─── DADOS BRUTOS ───
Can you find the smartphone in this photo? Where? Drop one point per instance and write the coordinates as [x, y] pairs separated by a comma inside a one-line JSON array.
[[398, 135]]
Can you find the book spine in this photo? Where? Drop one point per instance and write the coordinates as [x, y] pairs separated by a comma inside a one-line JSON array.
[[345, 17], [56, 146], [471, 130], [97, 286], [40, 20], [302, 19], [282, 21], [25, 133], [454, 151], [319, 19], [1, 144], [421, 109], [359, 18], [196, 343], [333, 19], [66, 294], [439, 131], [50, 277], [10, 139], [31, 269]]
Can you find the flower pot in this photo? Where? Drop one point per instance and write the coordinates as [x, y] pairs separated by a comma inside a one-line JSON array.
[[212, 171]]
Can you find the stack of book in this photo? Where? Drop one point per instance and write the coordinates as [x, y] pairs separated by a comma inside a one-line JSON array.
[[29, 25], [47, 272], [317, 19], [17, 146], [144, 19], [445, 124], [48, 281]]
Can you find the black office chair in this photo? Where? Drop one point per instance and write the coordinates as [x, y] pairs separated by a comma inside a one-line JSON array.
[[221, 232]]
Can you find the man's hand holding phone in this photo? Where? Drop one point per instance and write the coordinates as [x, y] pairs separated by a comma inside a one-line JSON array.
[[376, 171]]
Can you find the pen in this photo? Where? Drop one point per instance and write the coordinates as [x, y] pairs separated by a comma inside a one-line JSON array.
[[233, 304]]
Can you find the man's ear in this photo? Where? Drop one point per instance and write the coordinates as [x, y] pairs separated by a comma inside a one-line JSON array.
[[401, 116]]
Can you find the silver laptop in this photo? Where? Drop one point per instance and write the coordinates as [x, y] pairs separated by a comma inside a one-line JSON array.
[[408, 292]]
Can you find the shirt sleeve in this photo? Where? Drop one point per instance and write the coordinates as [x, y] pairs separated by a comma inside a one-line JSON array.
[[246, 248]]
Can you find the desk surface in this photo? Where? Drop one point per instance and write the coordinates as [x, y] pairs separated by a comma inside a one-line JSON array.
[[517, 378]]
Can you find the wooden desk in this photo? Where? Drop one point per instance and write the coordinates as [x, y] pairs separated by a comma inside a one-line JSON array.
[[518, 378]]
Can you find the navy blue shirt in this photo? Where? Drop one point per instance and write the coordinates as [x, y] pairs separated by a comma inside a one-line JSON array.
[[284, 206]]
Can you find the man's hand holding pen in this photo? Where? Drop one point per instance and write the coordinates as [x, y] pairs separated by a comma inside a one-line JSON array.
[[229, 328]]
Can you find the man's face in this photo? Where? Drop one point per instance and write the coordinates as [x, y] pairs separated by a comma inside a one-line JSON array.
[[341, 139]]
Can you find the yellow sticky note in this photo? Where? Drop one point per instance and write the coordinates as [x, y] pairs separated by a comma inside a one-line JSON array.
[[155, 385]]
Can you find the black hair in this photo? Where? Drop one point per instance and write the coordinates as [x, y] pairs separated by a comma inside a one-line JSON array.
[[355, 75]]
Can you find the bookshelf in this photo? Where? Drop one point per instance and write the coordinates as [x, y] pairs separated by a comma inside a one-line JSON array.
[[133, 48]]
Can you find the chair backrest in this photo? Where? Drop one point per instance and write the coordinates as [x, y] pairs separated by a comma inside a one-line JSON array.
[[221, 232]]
───
Copie novamente os registros a partir da linha que contém "Can you find the navy" até o fim dos registros, trocando "man's" por "person's" e mantendo todo o resto inalterado.

**RESULTADO**
Can you find the navy blue shirt in this photo? Where? Drop one point per instance and write the coordinates as [x, y] pairs separated by a comma inside a one-line JSON array.
[[284, 206]]
Can you find the person's hand holding pen in this photo? Where? Drop one point per instance and write the coordinates as [x, y] pairs separated by a comma inside a one-line JSON array.
[[229, 328]]
Can you find the person's face in this photo? Where? Drop one point per instance and write the coordinates as [x, y] pairs separated by a comma inside a one-line JSON array.
[[341, 139]]
Can you find the yellow sticky note in this photo? Where? Drop one point per instance and write the coordinates as [x, y] pairs separated by a comma inside a one-line JSON array.
[[155, 385]]
Can you find the black hair in this photo? Where? Drop one point per instance and write the coordinates as [x, y] pairs separated by a comma inside a one-line JSON array.
[[355, 75]]
Can you find the bookshelf in this photo? Where? Drop one point per instance and write the coordinates as [x, y] pairs separated by a comma inside a one-line JSON array.
[[133, 48]]
Can you find the chair backrest in this photo? Where? Drop one point per instance and write the coordinates as [x, y] pairs separated by a comma inside a one-line JSON array.
[[221, 232]]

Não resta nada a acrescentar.